Task directions:
Please give back only the lines below from the one containing "[[924, 212], [290, 319]]" to the one containing "[[7, 282], [451, 405], [315, 150], [635, 575]]", each repeated word for word, both ends included.

(Natural language region descriptions)
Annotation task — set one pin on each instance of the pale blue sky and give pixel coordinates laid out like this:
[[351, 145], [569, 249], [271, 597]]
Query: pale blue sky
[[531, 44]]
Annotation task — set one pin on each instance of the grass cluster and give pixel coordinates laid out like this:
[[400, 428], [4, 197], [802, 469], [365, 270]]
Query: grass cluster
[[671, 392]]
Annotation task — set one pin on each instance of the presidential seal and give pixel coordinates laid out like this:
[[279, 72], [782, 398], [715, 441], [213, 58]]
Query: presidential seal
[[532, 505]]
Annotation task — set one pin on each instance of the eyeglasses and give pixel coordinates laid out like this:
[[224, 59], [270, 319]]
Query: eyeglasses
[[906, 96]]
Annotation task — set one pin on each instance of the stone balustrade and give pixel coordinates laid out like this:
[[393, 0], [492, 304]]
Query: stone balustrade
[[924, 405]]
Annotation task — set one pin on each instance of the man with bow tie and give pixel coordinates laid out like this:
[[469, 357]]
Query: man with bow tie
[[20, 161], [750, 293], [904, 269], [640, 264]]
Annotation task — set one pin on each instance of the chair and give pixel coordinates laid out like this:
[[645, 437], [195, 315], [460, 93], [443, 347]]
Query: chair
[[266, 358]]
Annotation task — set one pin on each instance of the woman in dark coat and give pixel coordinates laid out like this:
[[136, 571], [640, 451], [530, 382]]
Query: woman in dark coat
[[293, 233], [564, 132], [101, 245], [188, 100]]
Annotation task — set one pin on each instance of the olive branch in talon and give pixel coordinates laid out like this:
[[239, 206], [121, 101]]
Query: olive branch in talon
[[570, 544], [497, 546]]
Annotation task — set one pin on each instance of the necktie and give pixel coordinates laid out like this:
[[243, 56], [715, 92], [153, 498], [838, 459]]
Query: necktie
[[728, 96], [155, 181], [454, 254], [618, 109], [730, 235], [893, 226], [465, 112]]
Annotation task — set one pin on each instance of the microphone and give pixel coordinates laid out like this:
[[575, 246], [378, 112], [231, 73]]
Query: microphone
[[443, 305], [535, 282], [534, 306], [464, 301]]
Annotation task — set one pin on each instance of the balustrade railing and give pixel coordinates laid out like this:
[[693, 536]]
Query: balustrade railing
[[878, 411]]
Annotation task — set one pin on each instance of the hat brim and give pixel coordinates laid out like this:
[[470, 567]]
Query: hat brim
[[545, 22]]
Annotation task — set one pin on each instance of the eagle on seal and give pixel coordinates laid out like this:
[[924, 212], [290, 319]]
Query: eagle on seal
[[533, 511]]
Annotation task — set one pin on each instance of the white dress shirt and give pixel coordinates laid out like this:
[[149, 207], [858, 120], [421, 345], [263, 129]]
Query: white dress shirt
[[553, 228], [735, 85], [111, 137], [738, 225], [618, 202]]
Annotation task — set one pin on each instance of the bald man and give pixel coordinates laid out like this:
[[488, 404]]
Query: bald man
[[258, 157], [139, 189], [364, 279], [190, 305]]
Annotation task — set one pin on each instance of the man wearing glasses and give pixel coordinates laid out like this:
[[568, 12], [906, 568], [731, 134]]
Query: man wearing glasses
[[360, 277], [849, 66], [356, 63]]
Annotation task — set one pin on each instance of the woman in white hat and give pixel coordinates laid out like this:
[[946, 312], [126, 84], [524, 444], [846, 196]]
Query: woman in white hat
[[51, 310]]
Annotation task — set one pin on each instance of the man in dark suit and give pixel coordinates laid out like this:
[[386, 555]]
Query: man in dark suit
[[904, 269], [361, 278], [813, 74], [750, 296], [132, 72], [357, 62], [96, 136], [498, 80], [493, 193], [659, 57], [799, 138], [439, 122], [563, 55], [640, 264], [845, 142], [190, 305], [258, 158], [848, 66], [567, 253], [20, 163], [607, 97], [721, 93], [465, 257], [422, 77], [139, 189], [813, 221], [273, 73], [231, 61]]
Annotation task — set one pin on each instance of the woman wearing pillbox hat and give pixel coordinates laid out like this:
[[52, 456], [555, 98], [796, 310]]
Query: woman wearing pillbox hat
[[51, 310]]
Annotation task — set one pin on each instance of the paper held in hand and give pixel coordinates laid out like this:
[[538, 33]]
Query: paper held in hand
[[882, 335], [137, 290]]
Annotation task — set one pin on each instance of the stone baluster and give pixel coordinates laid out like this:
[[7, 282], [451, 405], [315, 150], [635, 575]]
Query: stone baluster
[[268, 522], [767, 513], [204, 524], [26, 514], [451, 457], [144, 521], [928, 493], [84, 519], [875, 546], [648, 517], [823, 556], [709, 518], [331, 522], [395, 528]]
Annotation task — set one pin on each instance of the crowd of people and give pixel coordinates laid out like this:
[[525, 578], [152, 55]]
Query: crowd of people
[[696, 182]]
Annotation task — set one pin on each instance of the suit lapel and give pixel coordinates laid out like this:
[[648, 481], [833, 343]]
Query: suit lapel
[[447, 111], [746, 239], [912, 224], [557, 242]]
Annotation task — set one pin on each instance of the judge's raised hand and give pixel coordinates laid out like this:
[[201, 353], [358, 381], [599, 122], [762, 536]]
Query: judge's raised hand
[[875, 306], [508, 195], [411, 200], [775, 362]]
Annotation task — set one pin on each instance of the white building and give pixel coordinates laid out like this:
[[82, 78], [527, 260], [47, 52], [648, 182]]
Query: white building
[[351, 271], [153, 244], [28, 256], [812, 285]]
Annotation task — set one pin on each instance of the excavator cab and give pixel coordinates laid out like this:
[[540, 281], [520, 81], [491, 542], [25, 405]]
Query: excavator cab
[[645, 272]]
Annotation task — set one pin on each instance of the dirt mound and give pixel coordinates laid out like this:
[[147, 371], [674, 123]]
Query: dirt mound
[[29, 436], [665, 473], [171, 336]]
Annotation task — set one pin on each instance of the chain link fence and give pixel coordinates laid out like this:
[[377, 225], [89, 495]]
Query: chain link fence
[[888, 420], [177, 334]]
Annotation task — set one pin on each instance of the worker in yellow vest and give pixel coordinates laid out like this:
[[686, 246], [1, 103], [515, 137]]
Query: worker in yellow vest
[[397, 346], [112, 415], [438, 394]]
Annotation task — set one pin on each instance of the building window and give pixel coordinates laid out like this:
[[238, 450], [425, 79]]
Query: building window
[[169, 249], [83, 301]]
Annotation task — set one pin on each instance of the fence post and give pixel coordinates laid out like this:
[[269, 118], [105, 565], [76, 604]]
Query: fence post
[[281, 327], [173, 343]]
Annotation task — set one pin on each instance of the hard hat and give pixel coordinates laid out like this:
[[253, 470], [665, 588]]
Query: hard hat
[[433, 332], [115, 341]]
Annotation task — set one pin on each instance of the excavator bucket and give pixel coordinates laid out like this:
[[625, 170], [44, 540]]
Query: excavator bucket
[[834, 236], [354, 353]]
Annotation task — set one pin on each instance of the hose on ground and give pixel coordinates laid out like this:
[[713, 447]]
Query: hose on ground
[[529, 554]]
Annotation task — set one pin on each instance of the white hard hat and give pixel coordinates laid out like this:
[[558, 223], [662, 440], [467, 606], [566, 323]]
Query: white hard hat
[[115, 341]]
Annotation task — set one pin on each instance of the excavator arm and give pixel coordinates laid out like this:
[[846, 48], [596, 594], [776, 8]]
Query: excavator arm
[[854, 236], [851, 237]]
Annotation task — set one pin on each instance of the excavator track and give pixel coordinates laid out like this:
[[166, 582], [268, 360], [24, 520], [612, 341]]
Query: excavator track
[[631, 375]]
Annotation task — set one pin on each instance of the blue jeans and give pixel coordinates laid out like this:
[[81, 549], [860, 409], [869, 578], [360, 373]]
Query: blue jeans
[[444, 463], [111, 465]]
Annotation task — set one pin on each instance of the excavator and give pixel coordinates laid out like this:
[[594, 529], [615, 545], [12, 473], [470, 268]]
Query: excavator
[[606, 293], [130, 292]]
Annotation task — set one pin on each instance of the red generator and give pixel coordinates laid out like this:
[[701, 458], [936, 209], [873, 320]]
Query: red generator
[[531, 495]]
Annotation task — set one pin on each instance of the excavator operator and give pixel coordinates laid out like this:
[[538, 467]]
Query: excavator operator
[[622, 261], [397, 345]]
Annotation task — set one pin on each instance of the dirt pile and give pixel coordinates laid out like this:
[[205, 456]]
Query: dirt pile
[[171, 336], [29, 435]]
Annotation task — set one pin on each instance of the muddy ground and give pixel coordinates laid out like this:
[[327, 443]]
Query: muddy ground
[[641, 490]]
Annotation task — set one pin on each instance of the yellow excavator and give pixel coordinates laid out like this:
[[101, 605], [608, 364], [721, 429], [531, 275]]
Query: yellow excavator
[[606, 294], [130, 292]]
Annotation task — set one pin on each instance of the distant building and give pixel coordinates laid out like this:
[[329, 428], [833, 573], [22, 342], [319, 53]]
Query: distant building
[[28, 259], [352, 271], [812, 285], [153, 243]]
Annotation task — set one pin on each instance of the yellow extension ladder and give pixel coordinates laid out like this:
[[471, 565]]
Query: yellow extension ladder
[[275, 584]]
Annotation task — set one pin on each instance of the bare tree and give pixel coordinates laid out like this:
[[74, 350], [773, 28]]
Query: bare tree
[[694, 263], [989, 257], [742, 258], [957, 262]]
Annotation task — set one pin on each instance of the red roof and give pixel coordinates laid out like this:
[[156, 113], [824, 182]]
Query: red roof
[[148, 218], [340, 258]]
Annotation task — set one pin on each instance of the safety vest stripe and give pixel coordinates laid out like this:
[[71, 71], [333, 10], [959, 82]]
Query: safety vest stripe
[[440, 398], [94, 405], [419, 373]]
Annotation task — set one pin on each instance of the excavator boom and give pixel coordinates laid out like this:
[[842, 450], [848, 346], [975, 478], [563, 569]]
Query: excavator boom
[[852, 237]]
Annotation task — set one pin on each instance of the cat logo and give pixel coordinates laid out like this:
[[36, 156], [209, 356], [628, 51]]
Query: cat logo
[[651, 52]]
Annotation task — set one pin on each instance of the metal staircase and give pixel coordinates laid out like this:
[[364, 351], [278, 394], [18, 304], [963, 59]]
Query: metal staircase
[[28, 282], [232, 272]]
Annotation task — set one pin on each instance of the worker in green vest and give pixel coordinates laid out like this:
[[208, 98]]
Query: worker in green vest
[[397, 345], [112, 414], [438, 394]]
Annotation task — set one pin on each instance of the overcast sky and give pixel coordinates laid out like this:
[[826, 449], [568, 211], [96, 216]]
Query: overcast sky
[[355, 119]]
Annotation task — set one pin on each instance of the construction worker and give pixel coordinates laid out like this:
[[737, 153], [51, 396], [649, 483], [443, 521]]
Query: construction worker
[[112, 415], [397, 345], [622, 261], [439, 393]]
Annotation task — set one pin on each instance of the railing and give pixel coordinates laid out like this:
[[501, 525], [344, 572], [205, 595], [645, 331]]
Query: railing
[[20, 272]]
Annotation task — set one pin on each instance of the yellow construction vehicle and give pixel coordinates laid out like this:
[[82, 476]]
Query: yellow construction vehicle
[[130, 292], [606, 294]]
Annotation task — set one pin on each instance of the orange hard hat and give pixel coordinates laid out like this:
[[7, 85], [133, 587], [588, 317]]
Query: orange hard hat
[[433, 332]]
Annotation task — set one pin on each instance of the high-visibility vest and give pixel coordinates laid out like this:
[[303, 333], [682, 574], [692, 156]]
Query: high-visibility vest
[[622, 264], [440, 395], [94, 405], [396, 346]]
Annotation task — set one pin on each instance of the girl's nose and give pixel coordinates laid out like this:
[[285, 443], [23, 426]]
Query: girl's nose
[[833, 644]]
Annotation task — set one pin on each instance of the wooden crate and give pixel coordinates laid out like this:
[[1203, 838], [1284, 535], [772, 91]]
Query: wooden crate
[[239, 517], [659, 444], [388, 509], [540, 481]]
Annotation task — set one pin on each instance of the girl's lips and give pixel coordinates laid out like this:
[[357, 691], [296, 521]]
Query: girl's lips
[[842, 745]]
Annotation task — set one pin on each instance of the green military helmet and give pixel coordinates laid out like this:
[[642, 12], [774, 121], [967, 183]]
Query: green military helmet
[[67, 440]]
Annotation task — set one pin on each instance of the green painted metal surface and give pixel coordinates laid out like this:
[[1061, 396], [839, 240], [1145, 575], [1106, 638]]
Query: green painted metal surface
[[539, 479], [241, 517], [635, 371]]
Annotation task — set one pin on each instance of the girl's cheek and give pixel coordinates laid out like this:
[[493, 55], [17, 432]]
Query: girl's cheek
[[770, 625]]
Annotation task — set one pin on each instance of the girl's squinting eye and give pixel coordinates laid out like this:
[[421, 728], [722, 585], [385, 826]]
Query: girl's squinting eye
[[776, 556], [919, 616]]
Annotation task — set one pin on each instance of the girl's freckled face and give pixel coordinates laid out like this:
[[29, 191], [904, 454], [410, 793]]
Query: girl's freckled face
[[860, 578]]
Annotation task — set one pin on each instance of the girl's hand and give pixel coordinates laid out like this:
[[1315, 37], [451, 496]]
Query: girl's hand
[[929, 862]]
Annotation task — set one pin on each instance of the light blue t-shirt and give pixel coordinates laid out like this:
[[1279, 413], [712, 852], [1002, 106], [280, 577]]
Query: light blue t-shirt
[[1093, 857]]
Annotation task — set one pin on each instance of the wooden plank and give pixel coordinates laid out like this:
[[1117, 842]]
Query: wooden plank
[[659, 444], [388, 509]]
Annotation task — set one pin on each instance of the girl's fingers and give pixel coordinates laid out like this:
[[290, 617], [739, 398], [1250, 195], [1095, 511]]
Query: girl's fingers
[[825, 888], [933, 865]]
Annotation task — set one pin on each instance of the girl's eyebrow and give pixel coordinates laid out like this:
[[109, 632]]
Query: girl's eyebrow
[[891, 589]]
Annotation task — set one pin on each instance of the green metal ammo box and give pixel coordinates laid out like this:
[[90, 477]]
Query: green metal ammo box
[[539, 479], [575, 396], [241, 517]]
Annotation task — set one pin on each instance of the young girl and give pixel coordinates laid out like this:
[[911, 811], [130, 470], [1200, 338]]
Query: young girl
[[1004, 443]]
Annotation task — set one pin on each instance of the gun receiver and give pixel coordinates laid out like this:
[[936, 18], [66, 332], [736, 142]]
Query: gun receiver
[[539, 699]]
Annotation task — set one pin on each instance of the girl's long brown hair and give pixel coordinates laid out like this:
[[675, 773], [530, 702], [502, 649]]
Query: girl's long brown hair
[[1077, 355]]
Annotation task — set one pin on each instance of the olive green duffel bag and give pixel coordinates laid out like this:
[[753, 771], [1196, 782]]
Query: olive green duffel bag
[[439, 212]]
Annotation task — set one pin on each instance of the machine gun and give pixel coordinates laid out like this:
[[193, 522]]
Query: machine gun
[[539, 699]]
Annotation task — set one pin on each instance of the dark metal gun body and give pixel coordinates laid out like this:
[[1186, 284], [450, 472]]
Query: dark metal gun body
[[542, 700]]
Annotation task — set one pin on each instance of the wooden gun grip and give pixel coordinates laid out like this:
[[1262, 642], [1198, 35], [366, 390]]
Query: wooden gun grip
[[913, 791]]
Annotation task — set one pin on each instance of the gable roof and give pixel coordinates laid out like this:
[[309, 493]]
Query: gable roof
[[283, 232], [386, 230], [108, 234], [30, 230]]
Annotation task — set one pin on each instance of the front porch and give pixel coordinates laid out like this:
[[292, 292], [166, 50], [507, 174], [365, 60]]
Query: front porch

Result:
[[924, 212], [290, 319]]
Query: eagle on seal
[[533, 511]]
Annotation task — set one pin on each instance of the white dress shirt and give pixel coordinates laid out like this:
[[149, 207], [858, 120], [421, 345], [263, 129]]
Query: white dress shirt
[[553, 228], [735, 85], [111, 137], [738, 225], [618, 202]]
Annotation task — set one pin on each instance of the bald man and give pixel coordinates laid out like this:
[[488, 404]]
Query: bald man
[[258, 157], [139, 189], [364, 279], [190, 305]]
Annotation task — set one pin on each instance of the man wearing glasses and give pixel coordinates laid out like this:
[[568, 12], [906, 568], [731, 134]]
Query: man wearing glasses
[[360, 277], [849, 66], [356, 63]]
Annotation task — set one pin on each instance of the woman in white hat and give pixel coordinates laid out like this:
[[946, 312], [126, 84], [524, 444], [846, 196]]
Query: woman in white hat
[[51, 310]]
Annotation task — set one pin on each instance of the man in dark suit and give pixel coordinates laid out like this:
[[386, 555]]
Query: man in dark suit
[[904, 269], [361, 278], [813, 74], [750, 296], [132, 72], [357, 62], [96, 136], [498, 80], [493, 193], [659, 57], [799, 138], [439, 122], [563, 55], [640, 264], [845, 142], [190, 305], [258, 158], [848, 66], [567, 253], [20, 163], [607, 97], [721, 93], [465, 257], [422, 77], [139, 189], [813, 221], [273, 73], [231, 61]]
Annotation task — set one pin on each instance of the woman wearing pillbox hat and give pixel coordinates laid out like this:
[[52, 456], [555, 98], [796, 310]]
Query: woman wearing pillbox hat
[[51, 310]]
Annotation task — set one pin on each instance of the paper held in hand and give pixel coordinates laid out like this:
[[538, 33]]
Query: paper held in hand
[[882, 335], [137, 290]]
Annotation task — set one pin on each instance of the stone baluster and give pixel coordinates laid out like this:
[[7, 282], [451, 405], [315, 150], [635, 575]]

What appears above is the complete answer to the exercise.